▸ **AIM OF THE TASK**
Would you please return the line containing "Every instance of the smartphone" and all the lines after it through the end of the records below, unchanged and on their own?
- - -
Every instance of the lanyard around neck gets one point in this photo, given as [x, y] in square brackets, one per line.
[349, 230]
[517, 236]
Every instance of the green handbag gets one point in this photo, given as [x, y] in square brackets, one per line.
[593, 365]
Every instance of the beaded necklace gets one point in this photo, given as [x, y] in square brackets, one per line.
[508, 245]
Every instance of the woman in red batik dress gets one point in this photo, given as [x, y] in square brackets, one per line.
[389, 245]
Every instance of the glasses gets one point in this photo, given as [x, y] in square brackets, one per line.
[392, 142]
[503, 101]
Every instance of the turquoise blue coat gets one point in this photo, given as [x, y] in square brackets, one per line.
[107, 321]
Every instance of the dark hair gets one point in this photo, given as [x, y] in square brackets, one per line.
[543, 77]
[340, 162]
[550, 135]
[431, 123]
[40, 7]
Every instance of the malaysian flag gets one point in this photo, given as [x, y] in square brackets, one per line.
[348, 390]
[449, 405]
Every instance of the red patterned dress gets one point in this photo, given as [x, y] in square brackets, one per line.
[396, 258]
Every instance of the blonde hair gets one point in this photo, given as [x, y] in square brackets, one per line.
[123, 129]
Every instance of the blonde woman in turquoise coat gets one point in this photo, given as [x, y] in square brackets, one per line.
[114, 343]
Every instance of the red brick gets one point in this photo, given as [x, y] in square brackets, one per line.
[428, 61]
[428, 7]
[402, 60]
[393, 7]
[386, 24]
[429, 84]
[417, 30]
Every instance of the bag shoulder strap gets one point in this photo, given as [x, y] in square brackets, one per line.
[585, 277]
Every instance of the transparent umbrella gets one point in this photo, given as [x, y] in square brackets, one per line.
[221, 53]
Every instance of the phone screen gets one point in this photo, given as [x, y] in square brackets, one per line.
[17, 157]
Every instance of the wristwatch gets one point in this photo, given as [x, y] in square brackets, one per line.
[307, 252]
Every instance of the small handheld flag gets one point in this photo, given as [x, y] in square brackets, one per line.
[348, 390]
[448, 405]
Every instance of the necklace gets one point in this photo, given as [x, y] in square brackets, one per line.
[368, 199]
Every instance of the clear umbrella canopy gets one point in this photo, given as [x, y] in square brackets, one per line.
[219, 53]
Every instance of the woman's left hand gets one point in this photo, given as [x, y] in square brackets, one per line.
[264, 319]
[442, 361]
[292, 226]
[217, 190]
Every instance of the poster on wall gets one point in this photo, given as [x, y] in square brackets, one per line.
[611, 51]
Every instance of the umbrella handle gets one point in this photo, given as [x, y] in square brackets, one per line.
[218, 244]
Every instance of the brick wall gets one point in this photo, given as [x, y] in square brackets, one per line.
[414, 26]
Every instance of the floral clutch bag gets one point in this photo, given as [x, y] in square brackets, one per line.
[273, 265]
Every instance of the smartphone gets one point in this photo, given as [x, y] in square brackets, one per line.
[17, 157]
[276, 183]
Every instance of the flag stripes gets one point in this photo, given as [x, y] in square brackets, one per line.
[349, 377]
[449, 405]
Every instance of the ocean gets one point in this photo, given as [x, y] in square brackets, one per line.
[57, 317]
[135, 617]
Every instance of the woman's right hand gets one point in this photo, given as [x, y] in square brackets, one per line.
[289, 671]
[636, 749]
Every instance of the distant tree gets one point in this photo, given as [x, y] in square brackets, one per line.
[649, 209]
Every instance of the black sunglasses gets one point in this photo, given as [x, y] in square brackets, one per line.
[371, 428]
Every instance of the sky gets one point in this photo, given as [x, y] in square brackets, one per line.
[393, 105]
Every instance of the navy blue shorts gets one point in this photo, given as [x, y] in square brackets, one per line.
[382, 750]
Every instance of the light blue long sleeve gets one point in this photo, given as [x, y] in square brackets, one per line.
- - -
▸ **RESPONSE TO THE EXERCISE**
Every instance of the smartphone gets one point in this photo, given as [x, y] in square brackets, one per line.
[17, 157]
[276, 183]
Every instance of the flag stripes gets one point in this photo, given as [x, y] in square brackets, one per line.
[349, 377]
[449, 405]
Every instance of the ocean gets one point in this photo, given as [x, y] in square brackets, one per line.
[57, 317]
[135, 617]
Every instance of the woman's right hand gets one point in this photo, given as [x, y] in square brackets, one per line.
[289, 671]
[636, 749]
Every instance of the distant tree gets one point in this photo, given as [x, y] in square brackets, one per line.
[649, 209]
Every instance of the black sunglasses gets one point in this photo, given as [x, y] in square brackets, one per line.
[371, 428]
Every instance of the sky gets one point in this photo, given as [x, y] in square brackets, one per line.
[393, 105]
Every instance of the navy blue shorts gets one point in this photo, given as [x, y] in square brackets, one per line.
[382, 750]
Every instance of the light blue long sleeve gets one point in this photo, given as [x, y] in square brackets, one per line.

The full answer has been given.